[BEGIN Task material]

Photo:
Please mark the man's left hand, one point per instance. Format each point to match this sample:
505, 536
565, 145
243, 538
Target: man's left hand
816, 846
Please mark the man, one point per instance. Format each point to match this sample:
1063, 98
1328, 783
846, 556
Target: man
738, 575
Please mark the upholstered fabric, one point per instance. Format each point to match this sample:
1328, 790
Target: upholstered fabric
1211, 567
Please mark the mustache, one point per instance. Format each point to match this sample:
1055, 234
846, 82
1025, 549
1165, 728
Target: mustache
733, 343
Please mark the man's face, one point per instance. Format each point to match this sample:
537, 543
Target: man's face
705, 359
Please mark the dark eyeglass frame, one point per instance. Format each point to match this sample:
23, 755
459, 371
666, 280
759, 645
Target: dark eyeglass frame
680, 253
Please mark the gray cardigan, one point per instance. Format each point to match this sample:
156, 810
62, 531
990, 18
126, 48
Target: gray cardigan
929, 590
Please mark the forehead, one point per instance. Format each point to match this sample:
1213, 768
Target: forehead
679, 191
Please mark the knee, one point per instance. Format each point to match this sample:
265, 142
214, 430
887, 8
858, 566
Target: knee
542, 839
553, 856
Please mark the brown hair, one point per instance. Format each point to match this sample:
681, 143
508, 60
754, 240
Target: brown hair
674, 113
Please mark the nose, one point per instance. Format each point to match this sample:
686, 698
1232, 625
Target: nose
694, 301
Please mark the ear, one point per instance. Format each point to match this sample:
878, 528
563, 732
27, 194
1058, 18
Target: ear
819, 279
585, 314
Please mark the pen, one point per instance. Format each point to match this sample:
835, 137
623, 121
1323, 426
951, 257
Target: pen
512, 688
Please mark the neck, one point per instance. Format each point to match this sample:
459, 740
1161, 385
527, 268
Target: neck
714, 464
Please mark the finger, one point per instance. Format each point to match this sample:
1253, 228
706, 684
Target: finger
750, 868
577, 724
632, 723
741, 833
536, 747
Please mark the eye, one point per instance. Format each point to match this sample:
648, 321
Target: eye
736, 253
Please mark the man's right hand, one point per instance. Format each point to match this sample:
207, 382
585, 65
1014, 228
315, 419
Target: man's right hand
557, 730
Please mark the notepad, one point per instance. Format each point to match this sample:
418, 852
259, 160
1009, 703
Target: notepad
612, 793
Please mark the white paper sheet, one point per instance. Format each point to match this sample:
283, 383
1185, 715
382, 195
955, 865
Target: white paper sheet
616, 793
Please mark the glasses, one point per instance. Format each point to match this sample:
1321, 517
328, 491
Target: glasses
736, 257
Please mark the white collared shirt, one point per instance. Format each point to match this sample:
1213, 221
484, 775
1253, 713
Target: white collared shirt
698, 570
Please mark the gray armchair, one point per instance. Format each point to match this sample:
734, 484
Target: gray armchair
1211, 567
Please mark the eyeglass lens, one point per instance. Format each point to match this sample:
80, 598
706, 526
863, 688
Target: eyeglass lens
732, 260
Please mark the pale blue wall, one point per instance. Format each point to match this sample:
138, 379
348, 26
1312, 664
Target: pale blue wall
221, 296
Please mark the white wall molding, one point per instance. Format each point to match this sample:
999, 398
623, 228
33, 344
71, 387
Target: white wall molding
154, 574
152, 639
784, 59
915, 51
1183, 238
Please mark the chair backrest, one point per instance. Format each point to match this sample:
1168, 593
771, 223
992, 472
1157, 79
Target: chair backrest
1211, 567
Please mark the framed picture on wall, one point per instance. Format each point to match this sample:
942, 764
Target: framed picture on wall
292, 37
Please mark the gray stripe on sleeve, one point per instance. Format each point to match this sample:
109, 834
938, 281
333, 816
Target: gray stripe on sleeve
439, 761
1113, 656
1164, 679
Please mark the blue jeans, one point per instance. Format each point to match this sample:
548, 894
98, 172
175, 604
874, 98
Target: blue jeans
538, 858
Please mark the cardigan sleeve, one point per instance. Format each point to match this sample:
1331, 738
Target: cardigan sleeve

[END Task material]

Set task
Give all of the entries again, word for word.

Final result
Photo:
Please mark the man's left hand, one point per instance. Format each point to match this sample:
505, 536
565, 145
243, 538
Target: man's left hand
816, 846
Please mark the man, one point per instance. Format each point to match this sample:
1063, 98
1328, 783
846, 556
Target: man
738, 575
Please mark the upholstered fabric, one point per instance. Format each point to match this sample:
1328, 790
Target: upholstered fabric
1211, 567
Please mark the mustache, one point per instance. Format each point to match this sample:
1055, 234
846, 82
1025, 549
1165, 728
Target: mustache
733, 343
Please mark the man's face, one point per instance. Format each point to match this sample:
537, 543
Target: man's face
705, 359
Please mark the dark eyeglass frame, one point per instance. Format each point to match this sample:
23, 755
459, 371
666, 280
759, 645
Target: dark eyeglass frame
680, 253
Please mark the gray cardigan, one point per instance. Format each point to match this sample:
156, 810
62, 531
990, 18
126, 48
Target: gray cardigan
929, 590
Please mark the forehead, one point per instance. Format each point to match this sample:
1213, 768
Target: forehead
679, 191
Please mark the knee, one point per instance. Format each point to match this sample:
265, 142
214, 430
887, 8
858, 566
Target: knee
542, 839
553, 856
Please mark the brown hair, one point per instance. Format each point to match this sample:
681, 143
508, 60
754, 240
Target: brown hair
674, 113
Please mark the nose, one point per instance. Format each point to match this sample:
686, 698
1232, 625
Target: nose
694, 301
Please mark the ear, one point per instance. Format each point to match this sample:
878, 528
563, 732
27, 194
1058, 18
Target: ear
819, 279
585, 314
Please mark the pen, one point per instance. Format each point to match this sample:
835, 137
623, 121
1323, 426
951, 257
Target: pen
512, 688
Please mark the neck, one point per instance. Format each point to match this sample:
459, 740
1161, 385
527, 268
Target: neck
714, 464
Please mark the finger, one point per instance. Format each point to match this sample:
1253, 228
706, 684
Target: finger
750, 868
577, 724
632, 723
741, 833
536, 747
Please mark the eye, one point per instance. Format each point to match this sample:
648, 321
Target: eye
736, 253
Please mark the man's right hand, one point per instance. Format each point to match this sample:
207, 382
585, 65
1014, 228
315, 419
Target: man's right hand
557, 730
Please mark the notepad, one point per instance. Format each point to match this sample:
418, 852
259, 160
1009, 703
Target: notepad
612, 793
Please mark the white paper sheet, one point per instance. Format each point to match this sample:
283, 383
1185, 715
382, 195
955, 865
Target: white paper sheet
616, 793
Please mark the glasses, one point per instance. Format each point to match this sample:
1321, 517
328, 491
Target: glasses
736, 257
Please mark the white collared shirt, one point per instance. Format each point to match this sample:
1213, 221
484, 775
1253, 713
Target: white collared shirt
698, 570
Please mark the gray armchair, one point per instance. Format each point to match this sample:
734, 484
Target: gray armchair
1211, 567
Please mark the eyeglass lens, one point per instance. Format each point to match this sample:
80, 598
706, 526
863, 688
Target: eyeglass lens
732, 260
Please mark the pale blue wall, one point per instance. Format each point to match this sample:
138, 379
348, 26
1312, 664
Target: pale blue wall
221, 296
Please mark the white wall molding, one point per instance. Format each point to match this sample:
999, 398
623, 228
33, 344
71, 387
Target: white wall molding
154, 574
152, 639
784, 59
915, 51
1183, 238
Please mark the chair backrest, one point per instance. Format each point to match this sample:
1168, 593
771, 223
992, 472
1157, 79
Target: chair backrest
1211, 567
Please mark the framed picture on wall, one point per instance. Format each point to match this sample:
942, 764
Target: framed picture on wall
292, 37
Please mark the gray stripe on sleeve, one point per instance. Format each point to match this sample:
109, 834
938, 281
333, 816
Target: gray stripe on sleeve
439, 761
1113, 656
1164, 679
Please mark the blue jeans, one point per instance. Format each point to match this sample:
548, 894
98, 172
175, 604
874, 98
Target: blue jeans
538, 858
Please mark the cardigan sleeve, one point per instance. Format each point to match this sample:
1331, 738
Target: cardigan sleeve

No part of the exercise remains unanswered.